━━ Input data

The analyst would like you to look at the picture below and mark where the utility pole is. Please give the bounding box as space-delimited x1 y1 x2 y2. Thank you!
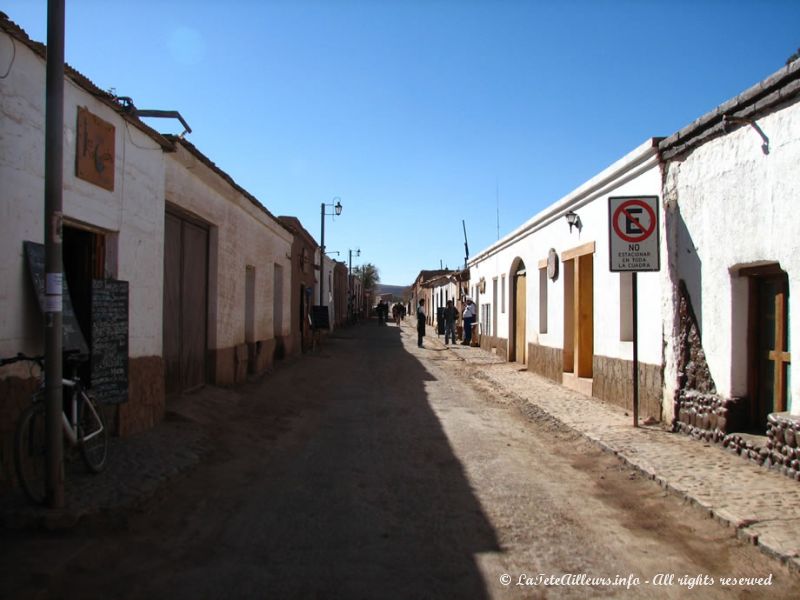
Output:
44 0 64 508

━━━━
━━ Input data

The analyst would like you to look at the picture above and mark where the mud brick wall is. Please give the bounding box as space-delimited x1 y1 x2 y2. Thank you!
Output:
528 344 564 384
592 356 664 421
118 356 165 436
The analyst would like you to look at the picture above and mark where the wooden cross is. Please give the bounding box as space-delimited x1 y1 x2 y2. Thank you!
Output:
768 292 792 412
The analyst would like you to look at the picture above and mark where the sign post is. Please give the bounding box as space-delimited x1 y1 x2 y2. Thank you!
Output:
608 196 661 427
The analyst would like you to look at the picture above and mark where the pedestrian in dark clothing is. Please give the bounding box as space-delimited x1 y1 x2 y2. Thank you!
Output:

━━━━

:: Exercise ::
Lay out the lines from the line with "where the wooden" to the line with "608 196 661 427", both included, as a two-column CSV with the headers input and output. Give one row for each pair, with the wording in input and its answer in output, each in one quoted field and with line breaks turned into spaces.

:: In response ::
input,output
"The analyst would like you to look at the picture above and mark where the wooden cross is. Please give the bounding box as space-delimited x1 y1 x2 y2. Thank you! Output:","768 292 792 412"
"The analyst would like you to look at the picture above and mark where the sign post is. Please give the bounding box as space-delimited x1 y1 x2 y2. Thank you! Output:","608 196 661 427"